> STATED GOAL:
Please swap "drop a marker" for "place a pin" throughout the entries below and write them out again with nothing else changed. Leave the pictures out.

━━━━

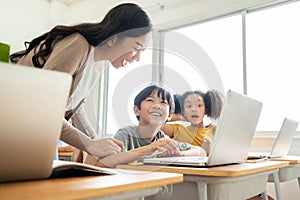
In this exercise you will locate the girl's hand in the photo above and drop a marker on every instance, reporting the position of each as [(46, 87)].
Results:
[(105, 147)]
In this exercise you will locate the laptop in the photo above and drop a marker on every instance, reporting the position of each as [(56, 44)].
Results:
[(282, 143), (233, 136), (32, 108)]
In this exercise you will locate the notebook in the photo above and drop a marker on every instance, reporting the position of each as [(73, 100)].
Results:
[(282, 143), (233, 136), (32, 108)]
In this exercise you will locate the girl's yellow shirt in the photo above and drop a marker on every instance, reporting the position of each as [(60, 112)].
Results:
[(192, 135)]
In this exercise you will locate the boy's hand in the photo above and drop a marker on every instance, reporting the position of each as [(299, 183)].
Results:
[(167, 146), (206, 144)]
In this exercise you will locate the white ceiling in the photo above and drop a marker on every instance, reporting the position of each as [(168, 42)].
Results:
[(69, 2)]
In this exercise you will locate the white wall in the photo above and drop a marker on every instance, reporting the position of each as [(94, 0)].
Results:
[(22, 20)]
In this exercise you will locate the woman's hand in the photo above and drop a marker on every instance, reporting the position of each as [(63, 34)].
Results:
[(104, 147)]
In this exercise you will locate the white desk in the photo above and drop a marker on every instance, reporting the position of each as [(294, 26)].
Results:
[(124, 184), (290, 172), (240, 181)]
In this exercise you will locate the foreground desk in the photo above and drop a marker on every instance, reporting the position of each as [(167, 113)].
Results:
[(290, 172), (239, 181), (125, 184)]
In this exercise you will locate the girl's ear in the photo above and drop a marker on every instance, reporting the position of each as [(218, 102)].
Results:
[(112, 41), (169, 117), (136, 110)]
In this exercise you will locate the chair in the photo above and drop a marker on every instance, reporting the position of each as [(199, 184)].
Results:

━━━━

> IN RESPONSE:
In this exercise you will locate the girl's hand in the photo above and place a pin on every instance, reporting the position of each as [(46, 87)].
Results:
[(105, 147)]
In this exercise you will locate the laptop in the photo above and place a pin on every instance, reporting the position of each as [(56, 44)].
Results:
[(282, 143), (233, 136), (32, 108)]
In this exercise you will locate the notebook in the photo above and place a pin on every instance, reporting the position of each as [(73, 100)].
Results:
[(282, 143), (233, 136), (32, 108)]
In this exercise you will locate the girl's yellow shirt in the photo above and place a pin on every instance, reporting the position of each as [(60, 112)].
Results:
[(192, 135)]
In this exercise you will locate the boy's hand in the photo above and place a pin on every instance, reporting the position of each as [(299, 183)].
Results:
[(167, 146), (206, 144)]
In this exercise you will locate the white ceiling in the photo above and place a pin on every instance, reporting the position of each as [(168, 42)].
Results:
[(69, 2)]
In this exercise you will locate the white wall in the photo above and place a pin on every instance, reporting the position of each as [(94, 0)].
Results:
[(22, 20)]
In this exercise you will locate the woman's hand in the photo above and place a pin on every instance, reporting the position of each as [(63, 34)].
Results:
[(104, 147)]
In this exercise you will locate the white desk in the photo above and place a pin on every instance, reporting the position of each as [(294, 26)].
Results:
[(124, 184), (290, 172), (240, 181)]
In this exercise you will locate the foreground desk in the photo above and place a pin on every instance, reporting the position of each as [(167, 113)].
Results:
[(290, 172), (239, 181), (125, 184)]
In this exercise you will locate the girl's ear in the photo above and place a pin on every instance, reporting the position of each as [(218, 102)].
Results:
[(112, 41), (169, 117), (136, 110)]
In this exercise you will locate the chair in the photo above and place a pin on every instance, reporting the position of each as [(199, 184)].
Results:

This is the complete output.